▶ **REQUEST**:
Reproduce the material between the line holding "[mask] car door -> every instance" and the line holding "464 111 L 472", inclusive, leaving the requests and their sample paths unchanged. In each answer path, shift every coordinate by adding 95 to it.

▶ **GIVEN DATA**:
--- START ---
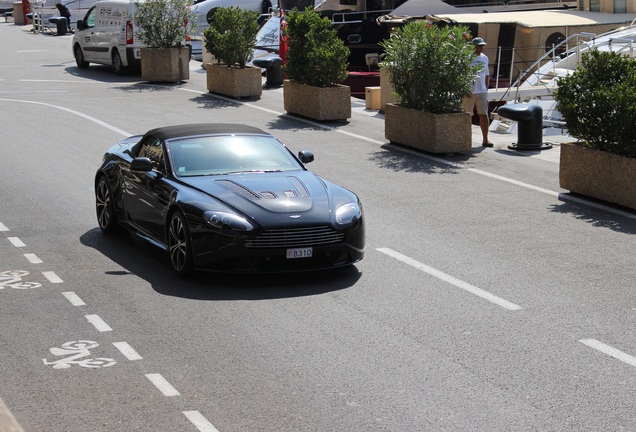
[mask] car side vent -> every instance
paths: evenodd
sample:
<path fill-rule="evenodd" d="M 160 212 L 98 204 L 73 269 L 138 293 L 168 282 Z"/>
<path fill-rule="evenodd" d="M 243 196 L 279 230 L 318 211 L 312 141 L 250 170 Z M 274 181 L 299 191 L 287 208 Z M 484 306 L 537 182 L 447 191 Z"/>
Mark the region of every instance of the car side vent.
<path fill-rule="evenodd" d="M 217 180 L 216 182 L 247 199 L 261 199 L 261 195 L 231 180 Z"/>

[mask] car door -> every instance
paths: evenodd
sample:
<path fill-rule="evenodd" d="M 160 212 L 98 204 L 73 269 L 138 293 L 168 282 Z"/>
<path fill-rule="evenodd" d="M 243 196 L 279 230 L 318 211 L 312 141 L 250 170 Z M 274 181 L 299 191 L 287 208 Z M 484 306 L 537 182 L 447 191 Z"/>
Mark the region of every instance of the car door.
<path fill-rule="evenodd" d="M 164 147 L 156 137 L 142 139 L 137 157 L 152 161 L 152 171 L 122 171 L 124 206 L 128 218 L 143 232 L 163 241 L 164 214 L 173 188 L 166 178 Z"/>

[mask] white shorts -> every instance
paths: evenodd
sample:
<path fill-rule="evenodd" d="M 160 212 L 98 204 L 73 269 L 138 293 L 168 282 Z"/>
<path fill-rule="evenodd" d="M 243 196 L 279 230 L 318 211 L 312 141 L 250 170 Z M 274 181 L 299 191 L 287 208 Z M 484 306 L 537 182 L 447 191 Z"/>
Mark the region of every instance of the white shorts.
<path fill-rule="evenodd" d="M 464 111 L 472 114 L 473 108 L 477 107 L 477 114 L 488 115 L 488 93 L 473 93 L 464 98 Z"/>

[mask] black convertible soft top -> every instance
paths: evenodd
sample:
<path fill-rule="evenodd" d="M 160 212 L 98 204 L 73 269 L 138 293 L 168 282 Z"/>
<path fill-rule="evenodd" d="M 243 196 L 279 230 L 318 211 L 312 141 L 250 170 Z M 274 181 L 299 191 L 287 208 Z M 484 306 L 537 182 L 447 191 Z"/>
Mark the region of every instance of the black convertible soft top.
<path fill-rule="evenodd" d="M 160 140 L 213 134 L 267 134 L 267 132 L 253 126 L 236 123 L 196 123 L 164 126 L 146 132 L 146 135 L 155 136 Z"/>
--- END ---
▶ **RESULT FOR THIS EXERCISE**:
[mask] car door -> every instance
paths: evenodd
sample:
<path fill-rule="evenodd" d="M 160 212 L 98 204 L 73 269 L 138 293 L 168 282 Z"/>
<path fill-rule="evenodd" d="M 243 196 L 279 230 L 318 211 L 312 141 L 250 170 Z M 274 181 L 299 191 L 287 208 Z M 484 306 L 537 182 L 447 191 Z"/>
Mark the region of every instance of the car door.
<path fill-rule="evenodd" d="M 259 242 L 251 232 L 237 234 L 232 252 L 247 256 L 247 266 L 217 266 L 219 301 L 223 313 L 238 327 L 258 336 L 259 309 L 268 283 L 261 273 Z"/>

[mask] white shorts -> every instance
paths: evenodd
sample:
<path fill-rule="evenodd" d="M 160 212 L 98 204 L 73 269 L 138 293 L 168 282 Z"/>
<path fill-rule="evenodd" d="M 243 196 L 279 230 L 318 211 L 312 141 L 250 170 Z M 274 181 L 299 191 L 287 208 Z M 484 306 L 537 182 L 447 191 Z"/>
Mark the region of every instance of the white shorts.
<path fill-rule="evenodd" d="M 559 206 L 567 209 L 568 203 L 572 202 L 572 209 L 583 210 L 583 188 L 568 188 L 559 193 Z"/>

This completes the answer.